Selected extract »
• • • •

I am not an expert in the topics of this paper. I have skimmed through it, and it looks fine, as far as I am able to evaluate. I have some minor mostly language notes below:
page 1
I would put it in the introduction that it is a representative US sample that is used.
page 3
“Each item was scored as correct or incorrect if the subject chose the right option(s)”
-> depending on whether the subject chose the right option(s).
page 3
“This allows for the calculation of item loadings that are on the same scale as regular test-level loadings and which are not affected by item pass rates, unlike the item-test correlation which lacks the invariance property due to being computed as a within-group correlation based on sum scores, therefore circumventing issues mentioned by Wicherts (2017).”
->
This approach calculates item loadings on the same scale as test-level loadings, unaffected by item difficulty. Unlike item-test correlations, these loadings have the invariance property since they're not computed as within-group correlations based on sum scores. This addresses the issues raised by Wicherts (2017).
page 4
->
“Jensen's MCV was applied to the item data. First, we derived the item standardized factor loadings. We computed the Cohen's d gap, estimated using the inverse normal distribution function (qnorm() in R) based on the pass rates by race. For instance, on the first item, Whites had a pass rate of 82.2% and Blacks of 68.3%. This corresponded to z score means of 0.922 and 0.475, yielding a gap of d = 0.447. Figure 2 shows the results.””
page 5
I don’t understand why some of the labels in the plot say “1of5_3” instead of a word, when other points are words.
page 6
“In this study, the Black sample was relatively small (N=63), so the true correlation will be larger as sampling error biases the correlation towards 0 (Dutton & Kirkegaard, 2021). The estimated gap at a factor loading of 1.00 should be unbiased as random error in the outcome variable should not affect the slope, and the random error in the predictor variable is relatively small. Indeed, the estimated gap (intercept + slopeg-loading ) at a perfect factor loading was 0.76 d, which is practically the same as the observed gap, and slightly closer to the reliability adjusted value (d = 0.74 and d = 0.75, respectively).”
I found this paragraph confusing. Here is an AI suggested version FWIW:
"In this study, the Black sample was relatively small (N=63), which increases uncertainty in the correlation estimate due to sampling variability (Dutton & Kirkegaard, 2021). The estimated gap at a factor loading of 1.00 should provide a reliable estimate, as measurement error in the outcome variable does not bias the regression slope, and measurement error in the predictor variable is relatively small. The estimated gap (intercept + slope_g-loading) at a perfect factor loading was 0.76d, which closely matches both the observed gap (d = 0.74) and the reliability-adjusted value (d = 0.75)."

• • • •

Entries supplied »
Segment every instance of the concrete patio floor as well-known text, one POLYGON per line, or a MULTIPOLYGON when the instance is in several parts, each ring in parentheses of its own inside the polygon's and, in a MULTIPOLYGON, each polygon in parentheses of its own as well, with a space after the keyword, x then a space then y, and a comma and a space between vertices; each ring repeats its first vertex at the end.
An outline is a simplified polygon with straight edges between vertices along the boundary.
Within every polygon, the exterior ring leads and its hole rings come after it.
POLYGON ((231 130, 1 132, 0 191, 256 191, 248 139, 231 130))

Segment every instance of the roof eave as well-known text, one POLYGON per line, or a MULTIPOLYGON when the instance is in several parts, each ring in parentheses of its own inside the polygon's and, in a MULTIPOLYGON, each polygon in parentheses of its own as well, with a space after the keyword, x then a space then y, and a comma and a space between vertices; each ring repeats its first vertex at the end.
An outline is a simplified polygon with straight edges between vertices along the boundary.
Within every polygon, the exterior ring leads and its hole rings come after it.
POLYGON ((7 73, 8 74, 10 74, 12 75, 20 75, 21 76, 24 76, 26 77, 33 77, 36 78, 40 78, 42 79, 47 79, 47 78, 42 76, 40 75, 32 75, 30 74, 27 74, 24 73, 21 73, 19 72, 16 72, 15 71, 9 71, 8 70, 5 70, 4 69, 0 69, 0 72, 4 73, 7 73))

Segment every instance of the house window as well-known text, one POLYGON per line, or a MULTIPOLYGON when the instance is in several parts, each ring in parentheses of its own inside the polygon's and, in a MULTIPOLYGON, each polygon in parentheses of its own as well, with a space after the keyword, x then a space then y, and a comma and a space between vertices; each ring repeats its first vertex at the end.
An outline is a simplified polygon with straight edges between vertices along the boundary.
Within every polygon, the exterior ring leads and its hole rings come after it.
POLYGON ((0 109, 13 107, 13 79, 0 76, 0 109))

• • • •

Task instructions »
A - The review notes quote a passage claiming that the true correlation will be larger than the one observed. Explain, in one to three sentences, the reason the quoted passage gives for this.
B - According to the review notes, what pass rates did Whites and Blacks have on the first item?
C - Continue the review notes on the paper from the point where they stop.

Answers provided »
A - The Black sample in the study was relatively small (N=63). Sampling error biases a correlation toward 0, so the true correlation should be larger than the observed one.

B - Whites had a pass rate of 82.2% and Blacks a pass rate of 68.3%.

C -
page 6
“Because the main analysis uses all items, including the 8 easy items that could have served as attention check to detect potentially poor responses”
-> The main analysis uses all items, including the 8 easy items that could have served as attention check to detect potentially poor responses. We conducted a supplemental analysis that involved ...
Comment: It seems to me that this may remove Blacks who are not merely inattentive, but answer wrong because they are low IQ. So I would question even including it in the paper.
page 7
“But the magnitude of the Black-White gap found in the present study (d = 0.75) is smaller than what was reported in another, recent online test (d = 0.99) on the same Prolific platform comprising a vocabulary subscale and a paper folding subscale (Kirkegaard, 2022).”
I don’t think the ‘but’ is warranted here.
page 8
“Bates & Gignac (2022) conducted several analyses using the Prolific platform and found a modest effect size of (≈2.5 IQ) favoring the incentive group, a finding consistent with Gignac (2018) and Merritt et al. (2019).”
-> favoring the group who received extra payment for correct answers.
page 8
“Future research should explicitly measure motivation and its impact on test performance, particularly in online settings, to better understand its role in group differences.”
the separation of paragraphs should be different. This makes me think that this whole paragraph (also) is about the motivation thing.
Comment:
I would expect that the way that the subjects are found has range IQ limitations. You both can’t be too low IQ to figure out how to use Prolific, and you can’t be too high IQ if your time is not worth more than 8 dollars per hour. Thus I would expect that estimated group differences would be smaller than those in the full population. This could be mentioned in the discussion.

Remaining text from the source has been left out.